Dirigida por Lucho Bender, con Luis Machín, Gastón Pauls, Pablo Cedrón, Alfredo Casero, Marcelo Mazzarello, Silke.



El afiche de Felicidades es revelador: desde fríos balcones, hombres solos contemplan el vacío de una noche sin estrellas, atenuado por lejanos, tenues fuegos de artificio. En la ópera prima de Lucho Bender los vacíos como este abundan. No hay calor humano ni razones para ser feliz en esta Nochebuena de fin de siglo. Y ninguna otra, si las ciudades y las rutas están pobladas por personajes como los que el film nos pone enfrente.

Juan Sikora (Luis Machín, miembro del Sportivo Teatral de Ricardo Bartís) es un escritor relativamente exitoso: sus libros ocupan un lugar destacado en los escaparates de las grandes librerías. Pero no es feliz: su corazón se debate entre la mujer que está sentada a pocos metros de él, en un hipergenérico Bar Mitzvá de Santa Rosa, y una joven que vive en Buenos Aires. Desesperado, intenta cruzar el espacio que lo separa de esta última en el peor momento del año, las horas previas a la Navidad. La vía comercial no da resultado: ningún remisero está dispuesto a dejar a su familia esa noche. Así que debe aceptar la propuesta del humorista de la fiesta, que le ofrece un viaje patético, pero al instante, en su automóvil.

El médico Rodolfo Plataña (Pablo Cedrón) tuvo una tarde agitada: trajo una vida al mundo y vio cómo otra se le iba de las manos. Su seriedad se descompone cuando sale del hospital y enfrenta la calle, transformándose en un peatón. Está solo. Busca la compañía de la bella Laura (la española Silke), a quien acaba de conocer en una librería. Y cuando el romance empieza a sacudirle la modorra... un lisiado se cruza en su camino para pedirle que empuje su destartalada silla de ruedas "hasta acá nomás, a unas cuadritas". El inválido también está solo, y hará todo lo posible por retener la compañía de Plataña. Cuando éste se libere de él para encontrarse con Laura, no le irá mucho mejor.

Material listado =>
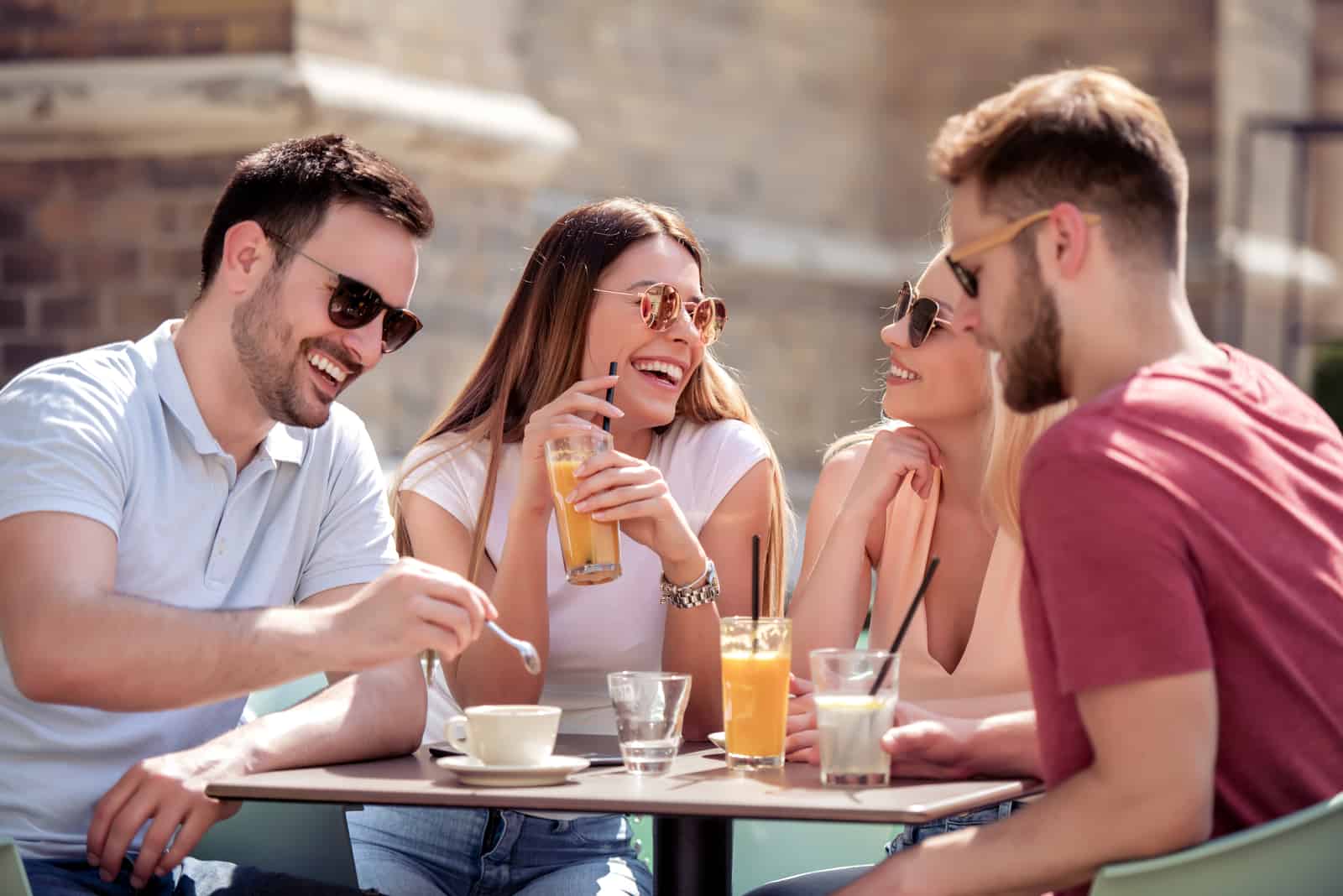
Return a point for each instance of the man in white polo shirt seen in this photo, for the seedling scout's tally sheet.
(191, 517)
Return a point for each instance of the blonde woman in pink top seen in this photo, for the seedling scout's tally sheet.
(937, 477)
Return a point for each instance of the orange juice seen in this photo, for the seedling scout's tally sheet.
(591, 549)
(755, 688)
(755, 701)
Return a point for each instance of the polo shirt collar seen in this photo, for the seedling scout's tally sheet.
(160, 353)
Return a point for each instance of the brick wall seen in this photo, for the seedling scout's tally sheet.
(776, 128)
(101, 29)
(97, 251)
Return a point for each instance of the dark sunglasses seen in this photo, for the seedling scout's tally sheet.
(924, 313)
(355, 305)
(661, 306)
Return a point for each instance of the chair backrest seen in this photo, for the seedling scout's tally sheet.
(13, 880)
(301, 839)
(1299, 855)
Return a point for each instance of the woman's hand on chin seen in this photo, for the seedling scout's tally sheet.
(893, 455)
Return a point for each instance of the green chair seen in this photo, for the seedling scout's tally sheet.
(1296, 855)
(308, 840)
(13, 880)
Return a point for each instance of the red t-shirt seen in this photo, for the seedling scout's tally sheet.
(1192, 518)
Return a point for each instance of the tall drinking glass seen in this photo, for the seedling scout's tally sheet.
(850, 719)
(591, 549)
(755, 690)
(649, 711)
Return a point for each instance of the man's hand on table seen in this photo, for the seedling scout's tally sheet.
(168, 790)
(410, 608)
(926, 745)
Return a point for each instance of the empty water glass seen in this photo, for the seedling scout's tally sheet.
(649, 710)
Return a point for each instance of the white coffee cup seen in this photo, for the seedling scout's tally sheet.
(505, 735)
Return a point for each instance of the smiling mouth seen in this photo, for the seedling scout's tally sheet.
(327, 367)
(904, 374)
(664, 372)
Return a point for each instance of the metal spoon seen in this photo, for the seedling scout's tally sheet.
(530, 659)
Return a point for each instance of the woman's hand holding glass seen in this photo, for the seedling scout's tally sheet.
(571, 414)
(802, 741)
(614, 486)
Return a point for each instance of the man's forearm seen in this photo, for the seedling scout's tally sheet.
(1056, 842)
(132, 655)
(378, 712)
(1006, 745)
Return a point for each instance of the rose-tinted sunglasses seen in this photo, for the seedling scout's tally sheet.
(924, 313)
(355, 305)
(661, 305)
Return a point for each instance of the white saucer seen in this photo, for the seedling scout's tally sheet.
(473, 773)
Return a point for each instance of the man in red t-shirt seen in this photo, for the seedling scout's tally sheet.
(1182, 595)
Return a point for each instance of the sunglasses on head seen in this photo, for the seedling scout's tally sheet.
(661, 306)
(1009, 231)
(924, 313)
(355, 305)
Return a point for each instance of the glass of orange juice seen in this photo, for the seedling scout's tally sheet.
(755, 690)
(591, 549)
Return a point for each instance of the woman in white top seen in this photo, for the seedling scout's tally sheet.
(691, 481)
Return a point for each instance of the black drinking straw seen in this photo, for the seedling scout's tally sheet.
(610, 394)
(904, 627)
(755, 591)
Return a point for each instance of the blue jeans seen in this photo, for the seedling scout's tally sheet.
(488, 852)
(190, 879)
(915, 835)
(826, 882)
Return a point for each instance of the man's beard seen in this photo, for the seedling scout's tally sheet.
(1033, 373)
(259, 340)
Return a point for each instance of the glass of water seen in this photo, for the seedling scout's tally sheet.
(852, 718)
(649, 710)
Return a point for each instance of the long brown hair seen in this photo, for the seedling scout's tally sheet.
(532, 358)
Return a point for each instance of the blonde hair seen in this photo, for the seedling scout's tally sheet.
(536, 354)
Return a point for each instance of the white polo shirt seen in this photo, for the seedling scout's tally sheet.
(113, 434)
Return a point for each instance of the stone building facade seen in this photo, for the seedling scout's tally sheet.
(790, 133)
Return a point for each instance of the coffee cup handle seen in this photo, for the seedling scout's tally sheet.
(458, 734)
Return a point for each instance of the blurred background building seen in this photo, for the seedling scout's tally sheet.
(792, 133)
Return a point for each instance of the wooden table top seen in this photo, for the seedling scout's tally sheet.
(698, 784)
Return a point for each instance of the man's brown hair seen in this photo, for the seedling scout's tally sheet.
(289, 187)
(1084, 136)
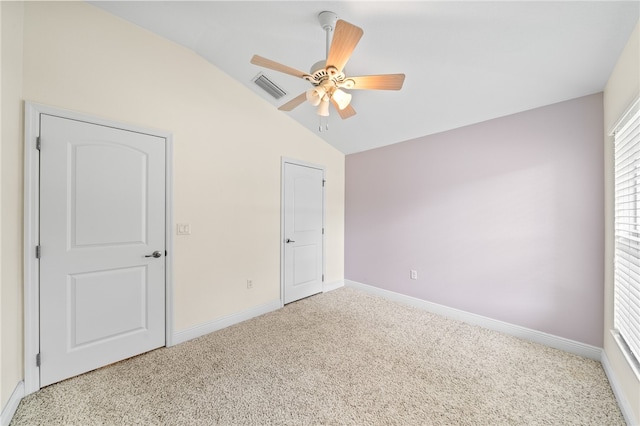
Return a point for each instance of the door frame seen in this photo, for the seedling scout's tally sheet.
(31, 266)
(285, 160)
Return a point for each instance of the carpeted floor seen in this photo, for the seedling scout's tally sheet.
(340, 358)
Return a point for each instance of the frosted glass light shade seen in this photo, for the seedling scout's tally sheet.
(342, 98)
(323, 108)
(315, 95)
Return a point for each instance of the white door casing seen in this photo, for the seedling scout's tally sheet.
(303, 235)
(102, 204)
(111, 184)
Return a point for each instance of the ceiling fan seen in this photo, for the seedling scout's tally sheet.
(327, 76)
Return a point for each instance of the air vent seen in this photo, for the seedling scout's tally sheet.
(269, 86)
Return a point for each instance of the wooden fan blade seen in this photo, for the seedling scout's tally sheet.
(345, 38)
(294, 102)
(276, 66)
(345, 113)
(378, 82)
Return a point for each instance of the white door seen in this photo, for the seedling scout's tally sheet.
(303, 233)
(102, 217)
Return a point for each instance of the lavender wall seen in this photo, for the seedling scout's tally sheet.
(503, 219)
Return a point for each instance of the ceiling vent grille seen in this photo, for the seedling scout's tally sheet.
(269, 86)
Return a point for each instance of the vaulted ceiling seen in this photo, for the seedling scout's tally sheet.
(465, 61)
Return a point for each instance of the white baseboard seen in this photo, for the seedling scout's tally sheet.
(10, 408)
(332, 286)
(219, 324)
(623, 402)
(567, 345)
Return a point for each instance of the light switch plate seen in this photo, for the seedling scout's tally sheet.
(183, 229)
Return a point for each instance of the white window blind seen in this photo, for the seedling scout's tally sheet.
(627, 231)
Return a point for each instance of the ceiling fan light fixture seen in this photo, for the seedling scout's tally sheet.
(315, 95)
(323, 108)
(342, 98)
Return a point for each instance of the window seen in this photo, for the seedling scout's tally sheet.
(627, 230)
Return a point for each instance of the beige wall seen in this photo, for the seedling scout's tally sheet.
(621, 90)
(228, 143)
(11, 200)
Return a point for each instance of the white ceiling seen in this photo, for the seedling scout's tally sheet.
(465, 61)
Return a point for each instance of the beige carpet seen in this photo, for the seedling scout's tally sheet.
(340, 358)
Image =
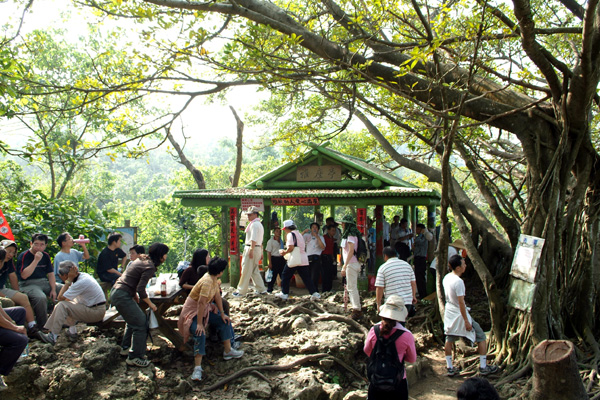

Actividad => Reescribe el pasaje de la reseña de Felicidades que va de "Juan Sikora (Luis" a "en su automóvil.", ambos incluidos, y pon "taxista" en lugar de "remisero".

Respuesta =>
Juan Sikora (Luis Machín, miembro del Sportivo Teatral de Ricardo Bartís) es un escritor relativamente exitoso: sus libros ocupan un lugar destacado en los escaparates de las grandes librerías. Pero no es feliz: su corazón se debate entre la mujer que está sentada a pocos metros de él, en un hipergenérico Bar Mitzvá de Santa Rosa, y una joven que vive en Buenos Aires. Desesperado, intenta cruzar el espacio que lo separa de esta última en el peor momento del año, las horas previas a la Navidad. La vía comercial no da resultado: ningún taxista está dispuesto a dejar a su familia esa noche. Así que debe aceptar la propuesta del humorista de la fiesta, que le ofrece un viaje patético, pero al instante, en su automóvil.